What to work on :: Rewrite the Batman review from "WHAT YOU NEED" up to and including "the Dark Knight.", putting "masterpiece" in place of "triumph".

Document segment ::
[Start of section]

Written by Scott Snyder
Line Art by Greg Capullo
Inks by Danny Miki
Colors by FCO Plascencia
“Gotham is sitting with your back to the wall. Your hand on your gun. Waiting for doors to the swing open…”
I don’t know how to start this review.
When I began Talking Comics is 2011 it was because of the New 52. The plan was to take all 52 titles and split them between the four original members. When Brad, Brian, Steve and myself divided the books between ourselves, I made sure I took Batman. I didn’t know what I was in for. I had no clue who Scott Snyder was and even less of an idea who Greg Capullo was. I shouldn’t have been reviewing comic books at all back then, but I took my best stab at it.
“From an opening confrontation in Arkham Asylum to a reunion of past Bat-sidekicks, writer Scott Snyder plays wonderfully on our expectations of what Batman #1 should be. He also showcases the Dark Knight’s detective skills here by introducing a new and major murder mystery that I’m dying to see the resolution to. Not to be ignored is Grep Capullo’s dark but diverse art that is spot on for depicting the caped crusader. All and all this book is a must-buy for Batman fans, comic fans, and fans of good story in general.
WHAT YOU NEED TO KNOW
Do you know who Batman is? Yes. Okay, read on.
Looking back at that review now, I can see how excited I was then. Batman #1 was in many ways the first comic book I ever really loved. It began me on the path I’m on now. Mr. Snyder also guested the Talking Comics Podcast when barely anyone listened, and is responsible in a lot of ways for the successes we now have. So, you can see that for me this isn’t any “ordinary”comic book release. I tell you this so you know where I’m coming from. The truth is though that none of that matters. Batman #51 is a triumph. The perfect end to one of the greatest takes in the history of the Dark Knight.

[End of section]

Records supplied ::
[Start of section]

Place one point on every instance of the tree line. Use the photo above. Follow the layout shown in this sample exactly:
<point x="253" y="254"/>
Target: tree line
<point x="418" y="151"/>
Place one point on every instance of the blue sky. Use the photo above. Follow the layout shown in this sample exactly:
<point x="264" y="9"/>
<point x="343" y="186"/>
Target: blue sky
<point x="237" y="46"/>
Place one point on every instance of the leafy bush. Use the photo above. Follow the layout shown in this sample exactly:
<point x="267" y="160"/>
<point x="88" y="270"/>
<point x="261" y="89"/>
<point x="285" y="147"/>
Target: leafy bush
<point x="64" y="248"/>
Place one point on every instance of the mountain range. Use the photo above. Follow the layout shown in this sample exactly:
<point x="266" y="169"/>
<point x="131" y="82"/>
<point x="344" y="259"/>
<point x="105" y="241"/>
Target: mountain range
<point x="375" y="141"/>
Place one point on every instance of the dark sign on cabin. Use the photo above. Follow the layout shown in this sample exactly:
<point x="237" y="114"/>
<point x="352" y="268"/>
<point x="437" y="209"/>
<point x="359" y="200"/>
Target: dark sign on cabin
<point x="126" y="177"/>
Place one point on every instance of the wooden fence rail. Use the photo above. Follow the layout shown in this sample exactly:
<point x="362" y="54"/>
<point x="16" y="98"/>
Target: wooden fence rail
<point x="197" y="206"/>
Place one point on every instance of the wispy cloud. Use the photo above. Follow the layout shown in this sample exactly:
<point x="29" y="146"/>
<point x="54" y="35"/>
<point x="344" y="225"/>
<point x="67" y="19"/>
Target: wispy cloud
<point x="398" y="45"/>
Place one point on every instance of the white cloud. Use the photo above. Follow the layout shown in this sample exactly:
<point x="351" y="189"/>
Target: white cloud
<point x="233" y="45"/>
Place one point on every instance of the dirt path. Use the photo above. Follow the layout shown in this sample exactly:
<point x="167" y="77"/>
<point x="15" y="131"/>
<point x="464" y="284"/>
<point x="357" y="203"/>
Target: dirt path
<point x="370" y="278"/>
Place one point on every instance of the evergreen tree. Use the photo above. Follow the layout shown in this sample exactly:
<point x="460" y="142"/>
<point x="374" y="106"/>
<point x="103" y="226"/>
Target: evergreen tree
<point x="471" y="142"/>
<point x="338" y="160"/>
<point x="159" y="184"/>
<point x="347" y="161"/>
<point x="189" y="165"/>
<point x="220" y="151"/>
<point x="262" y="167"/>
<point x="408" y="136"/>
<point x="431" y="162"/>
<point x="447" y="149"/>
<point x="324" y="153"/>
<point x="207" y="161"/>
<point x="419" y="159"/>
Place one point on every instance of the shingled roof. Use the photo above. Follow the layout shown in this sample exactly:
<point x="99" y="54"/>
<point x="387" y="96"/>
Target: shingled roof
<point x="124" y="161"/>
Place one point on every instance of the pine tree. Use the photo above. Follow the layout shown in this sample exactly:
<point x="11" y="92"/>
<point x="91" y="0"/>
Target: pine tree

[End of section]

Expected answer ::
WHAT YOU NEED TO KNOW
Do you know who Batman is? Yes. Okay, read on.
Looking back at that review now, I can see how excited I was then. Batman #1 was in many ways the first comic book I ever really loved. It began me on the path I’m on now. Mr. Snyder also guested the Talking Comics Podcast when barely anyone listened, and is responsible in a lot of ways for the successes we now have. So, you can see that for me this isn’t any “ordinary”comic book release. I tell you this so you know where I’m coming from. The truth is though that none of that matters. Batman #51 is a masterpiece. The perfect end to one of the greatest takes in the history of the Dark Knight.